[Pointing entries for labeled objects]
((

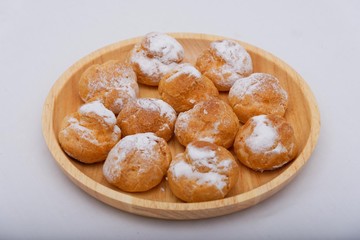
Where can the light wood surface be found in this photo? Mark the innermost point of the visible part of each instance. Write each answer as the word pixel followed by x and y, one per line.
pixel 252 187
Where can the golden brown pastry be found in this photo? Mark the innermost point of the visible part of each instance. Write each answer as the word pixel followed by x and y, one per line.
pixel 147 115
pixel 184 86
pixel 203 172
pixel 212 121
pixel 225 62
pixel 138 162
pixel 113 83
pixel 265 142
pixel 154 56
pixel 89 134
pixel 260 93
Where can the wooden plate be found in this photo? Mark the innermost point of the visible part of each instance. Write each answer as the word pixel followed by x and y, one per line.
pixel 159 202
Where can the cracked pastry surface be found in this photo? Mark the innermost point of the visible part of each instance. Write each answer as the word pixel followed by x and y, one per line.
pixel 154 56
pixel 89 134
pixel 203 172
pixel 265 142
pixel 137 162
pixel 147 115
pixel 212 121
pixel 184 86
pixel 113 83
pixel 225 62
pixel 258 94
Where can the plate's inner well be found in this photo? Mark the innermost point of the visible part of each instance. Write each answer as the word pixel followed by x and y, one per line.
pixel 68 101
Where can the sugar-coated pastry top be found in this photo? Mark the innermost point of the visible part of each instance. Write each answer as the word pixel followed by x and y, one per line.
pixel 184 86
pixel 147 115
pixel 112 82
pixel 260 93
pixel 137 162
pixel 88 134
pixel 203 172
pixel 212 121
pixel 225 62
pixel 155 56
pixel 265 142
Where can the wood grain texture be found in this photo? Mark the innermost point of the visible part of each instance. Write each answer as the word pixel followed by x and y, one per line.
pixel 252 187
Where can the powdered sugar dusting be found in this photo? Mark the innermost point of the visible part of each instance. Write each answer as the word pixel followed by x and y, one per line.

))

_WHAT IS REQUIRED:_ Rewrite the lines above, replacing "in this photo" with "in this image" wherever it occurs and changing nothing else. Leave the pictures out.

_SOLVED PROBLEM:_
Where can the light wood surface be found in this image? Mark the innermost point of the visible part of each instance. Write each answer as the word pixel followed by x and y, one per line.
pixel 252 187
Where can the golden brown pastry be found in this image? Mark the innermost point of the visible part of each instance. Write each answer as the word pixel followed by x and y, one per line.
pixel 147 115
pixel 184 86
pixel 203 172
pixel 212 121
pixel 225 62
pixel 138 162
pixel 113 83
pixel 265 142
pixel 154 56
pixel 89 134
pixel 260 93
Where can the wooden plate be found in this image? Mark the innermost point of the visible part of each instance. Write each answer as the word pixel followed by x and y, one per line.
pixel 159 202
Where can the cracked pastry surface be found in this image? Mark the innermost point of the visible part of each instance. Write each answer as the word pixel followed by x and y, one per line.
pixel 154 56
pixel 89 134
pixel 203 172
pixel 265 142
pixel 137 162
pixel 147 115
pixel 212 121
pixel 184 86
pixel 113 83
pixel 225 62
pixel 258 94
Where can the plate's inner well be found in this image? Mark the innermost point of the visible part of each instance. Write each answer as the word pixel followed by x and y, one per line.
pixel 68 101
Where can the sugar-coated pastry top be found in this image? Mark the innermost point of the visible part of each instance. Write each answer as the word pixel followed by x and y, one per line.
pixel 184 86
pixel 147 115
pixel 112 82
pixel 260 93
pixel 137 162
pixel 88 134
pixel 203 172
pixel 212 121
pixel 225 62
pixel 155 56
pixel 265 142
Where can the wood grain texture be found in this image? Mark the innermost point of the visible part of each instance. Write each answer as the word pixel followed by x and y, one per line.
pixel 252 187
Where can the powdered sugar dusting be found in this image? Mark the innermost point of the visible part of each instance. Write each answer as the word pixel followed by x and y, one per line.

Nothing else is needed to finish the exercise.